Sunglasses are for protective eye wear that keeps the eye safe from the damaging glare of the sun and harmful UV rays. There are many types of sunglasses that are available today with the lenses offering varying degrees of protection from the sun. This is not only when you go to the beach, in some specific cases sunglasses have a crucial role to play. After eye surgery doctors recommend that sunglasses should be worn during waking hours not only to ward off the glare of the sun but also to prevent dust and dirt from entering the eyes. Further, sunglasses are on top of the heap as a fashion accessory and are frequently seen at fashion shows on models walking the ramp.
The history of sunglasses can be traced back to the 1920s, especially among movie stars, not merely to mask their identity from drooling fans but also to protect their eyes from the glare of arc lamps. Cheap and mass produced sunglasses made from celluloid was first made by Sam Foster in 1929. It caught on like a house on fire and within 5 years, about 20 million sunglasses were sold in the USA alone in 1937. Polaroid sunglasses that adjusts the depth of shade as per lighting conditions was invented by Edwin H. Land in 1936 with lenses made from patented Polaroid filter.
In modern times, sunglasses have become a vital cog in the fashion world. High-end sunglasses are crafted by the leading fashion designers of the world and their unveiling is as much an anticipated event as their regular clothes collections.
Apart from being a fashion statement, sunglasses are also manufactured for special purposes. Sunglasses for fighter pilots and sunglasses for mountaineers are some of them. These glasses reduce the impact and glare of the sunlight without in any way lowering the extent of visibility and clarity of the surrounding landscapes.

### Dataset section
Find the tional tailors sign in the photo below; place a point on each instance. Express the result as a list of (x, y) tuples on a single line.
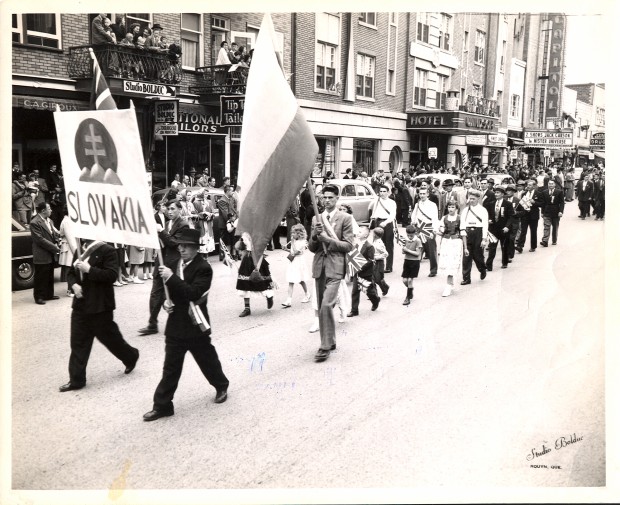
[(107, 190)]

### Tasks to complete
A. Based on the sunglasses passage above, decide whether each statement agrees with it. Answer yes or no for each, and quote the words from the passage that settle it.
(i) Sam Foster first made cheap, mass-produced celluloid sunglasses in 1929.
(ii) After eye surgery, doctors advise wearing sunglasses only at night.
(iii) Sunglasses made for mountaineers cut glare but lower visibility.
B. According to the sunglasses passage above, who invented Polaroid sunglasses, and in what year?
C. Resume the passage on sunglasses above, starting right after its final sentence.

### Task-by-task answers
A.
(i) Yes: "Cheap and mass produced sunglasses made from celluloid was first made by Sam Foster in 1929."
(ii) No: "After eye surgery doctors recommend that sunglasses should be worn during waking hours"
(iii) No: "without in any way lowering the extent of visibility and clarity of the surrounding landscapes"

B. Edwin H. Land invented them in 1936.

C.
However, a word here will be relevant about Polaroid sunglasses as they have a special manufacturing process unlike regular sunglasses. Visible light from the sun gets scattered when it meets a horizontal service. This produces a white glare which affects the human eye and reduces visibility. By using a sheet of vertical polarizing material the properties of the horizontally polarized component can be considerably reduced. This improves contrast and perception of the surroundings.
Polarized eye wear uses press-polishing for manufacturing polarized lenses. Press-polishing produces lenses that are thicker at the centre and tapered at the edges.
Sunglasses have to conform to international standard for sunglasses which is ISO 12312. Part 1 specifies the physical and optical characteristics of glasses and Part 2 lays down the tests to validate Part 1.
Incidentally, Australia has been the first country in the world to set down national standards for eye glasses in 1971.